RECORDS SUPPLIED below:

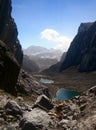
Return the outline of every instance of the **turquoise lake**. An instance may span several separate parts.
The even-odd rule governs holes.
[[[41,78],[40,79],[40,83],[43,83],[43,84],[52,84],[52,83],[54,83],[54,81],[50,80],[50,79],[43,79],[43,78]]]
[[[68,100],[68,99],[71,99],[71,98],[78,96],[80,94],[81,93],[77,92],[77,91],[72,91],[72,90],[61,88],[56,93],[56,99],[58,101]]]

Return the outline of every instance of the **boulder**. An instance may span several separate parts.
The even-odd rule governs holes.
[[[13,116],[22,115],[22,110],[15,101],[8,101],[5,105],[5,110],[7,114]]]
[[[51,100],[46,97],[45,95],[40,95],[35,104],[33,105],[33,108],[35,107],[39,107],[42,108],[43,110],[51,110],[53,108],[53,103],[51,102]]]
[[[91,96],[96,96],[96,86],[91,87],[88,91],[87,91],[88,95]]]
[[[20,66],[8,46],[0,41],[0,88],[15,94]]]
[[[37,130],[38,128],[47,128],[50,122],[52,120],[47,112],[34,108],[31,112],[25,112],[19,126],[21,130]]]
[[[88,107],[87,105],[88,105],[87,103],[81,105],[80,106],[80,111],[84,111]]]
[[[27,120],[23,119],[20,122],[20,130],[37,130],[37,129],[32,122],[28,122]]]

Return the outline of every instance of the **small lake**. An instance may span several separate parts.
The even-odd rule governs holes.
[[[80,94],[81,93],[77,92],[77,91],[72,91],[72,90],[61,88],[56,93],[56,99],[58,101],[68,100],[68,99],[71,99],[71,98],[78,96]]]
[[[52,83],[54,83],[54,81],[50,80],[50,79],[43,79],[43,78],[41,78],[40,79],[40,83],[43,83],[43,84],[52,84]]]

End of RECORDS SUPPLIED.

WHAT THE EXERCISE ASKS >> With the images omitted, repeat all the data word for word.

REPLY TO THE TASK >>
Return the outline of every instance of the **turquoise lake**. An instance may span several separate parts.
The even-odd rule governs holes.
[[[41,78],[40,79],[40,83],[43,83],[43,84],[52,84],[52,83],[54,83],[54,81],[50,80],[50,79],[43,79],[43,78]]]
[[[68,100],[68,99],[71,99],[71,98],[78,96],[80,94],[81,93],[77,92],[77,91],[72,91],[72,90],[61,88],[56,93],[56,99],[58,101]]]

Return the outline of every instance of the **boulder**. An instance may span several separate parts.
The even-odd rule governs holes.
[[[13,116],[22,115],[22,110],[15,101],[8,101],[5,105],[5,110],[7,114]]]
[[[51,100],[46,97],[45,95],[40,95],[35,104],[33,105],[33,108],[35,107],[39,107],[42,108],[43,110],[51,110],[53,108],[53,103],[51,102]]]
[[[91,96],[96,96],[96,86],[91,87],[88,91],[87,91],[88,95]]]
[[[20,66],[8,46],[0,41],[0,88],[15,94]]]
[[[37,130],[38,128],[47,128],[50,122],[52,120],[47,112],[34,108],[31,112],[25,112],[19,126],[21,130]]]
[[[88,107],[87,105],[88,105],[87,103],[81,105],[80,106],[80,111],[84,111]]]
[[[27,120],[23,119],[20,122],[20,130],[37,130],[37,129],[32,122],[28,122]]]

Return the outline of every instance of the **small lake**. An instance may span several separate parts.
The even-odd rule governs holes.
[[[80,94],[81,93],[77,92],[77,91],[72,91],[72,90],[61,88],[56,93],[56,99],[58,101],[68,100],[68,99],[71,99],[71,98],[78,96]]]
[[[52,83],[54,83],[54,81],[50,80],[50,79],[43,79],[43,78],[41,78],[40,79],[40,83],[43,83],[43,84],[52,84]]]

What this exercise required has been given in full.